_EXTRACTED TEXT_:

......

5 Themes: Theme #2 Total Exhaustion

Weariness
Weariness is what I am seeing in so many colleagues. A chronic weariness. As we serve others, we will certainly tire . But is chronic weariness a proper, Christ-like way to live and serve?

We know better than to let ourselves get so run down, so why do we do  it?

I am going to venture the cause in a word: Need.img_2567


What Drives You?

Here are two ways we can allow need to drive us to ill health: Need for identity and the needs of the world.

Need for identity
Without a proper orientation in one’s personal identity, improper sources will be perpetually tapped. God has created us to be seen and known. We need a healthy identity. All of us, to some degree, have a misplaced identity. So what is the source of our identity? Here are two unhealthy ways we bolster a false-id:

1). I need to be needed. For caregivers this is deadly. Is it more comfortable caring for others than being cared for? Maybe you provide others’ debriefings, counsel, spiritual direction, and trainings. But who is your debriefer, counselor, spiritual director, and teacher? If you have none, that is a monster warning right there. We must be master receivers to be healthy and wise givers (see previous post here).

2) I need to be recognized, affirmed and approved. So I perform for it.  Constantly monitoring for feedback is addictive and destructive. This need will kill us because just as soon as the previous applause fades we need our next fix. God provides affirmation and approval for us. To the degree we have limited capacity to receive his love and affirmation is the degree we will be driven to seek it elsewhere.

Bottom line: without an expanding identity as an adopted son or daughter of the Father, we will live out of unhealthy identities.

Needs of the world
This is a second need-driven temptation. We live in a landscape strewn with needs. As caregivers we have professional capacity to address many of those needs. But 1 +1 ≠ 2 in this equation. This is not simple math, it is exponential demand. If we live our lives in reaction to needs, then we are seldom intentional. The words “No, I am not available” become all to foreign a statement in our vernacular.

Need does not constitute calling. 

Just because there is a need does not mean I am the one to tend to it. I long ago learned that just because “I can” does not mean “I should.” For example, just because I have 5 days between ministry gigs does not mean I should wedge another commitment in there if asked to.

Be need-informed but not need-driven.

Another Way to Live: Jesus was Not Need-Driven

Jesus’ identity: This is Trinitarian theology at its most basic and sweetest. Jesus has been loved by the Father for all eternity. Jesus knows he is Son, he has a Father to prove it.

Guess what, so too for you. Check out Jesus’ words:

“I have made you (Father) known to them, and will continue to make you known in order that the love you have for me may be in them and that I myself may be in them.” John 17:26

One reason for Jesus to be incarnate is to show us the Father. He showed us that the Father loves us adopted ones with the same love he loves his Son. Eternally, unconditionally, preemptively, pursuantly, persistently.

Until one is fully aware, by the Spirit, that they are the beloved daughter or son of the Father, that there is nothing to prove, nothing to earn, one will persistently seek identity in other sources. Simple as that.

......

_DIRECTIONS_: Reproduce word for word the stretch of the post on exhaustion from "Need does not constitute" through "but not need-driven.".

_RECORDED DATA_:
......

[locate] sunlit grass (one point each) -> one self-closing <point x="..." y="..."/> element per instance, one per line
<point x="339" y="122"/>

......

_EXERCISE RESULT_:
Need does not constitute calling. 

Just because there is a need does not mean I am the one to tend to it. I long ago learned that just because “I can” does not mean “I should.” For example, just because I have 5 days between ministry gigs does not mean I should wedge another commitment in there if asked to.

Be need-informed but not need-driven.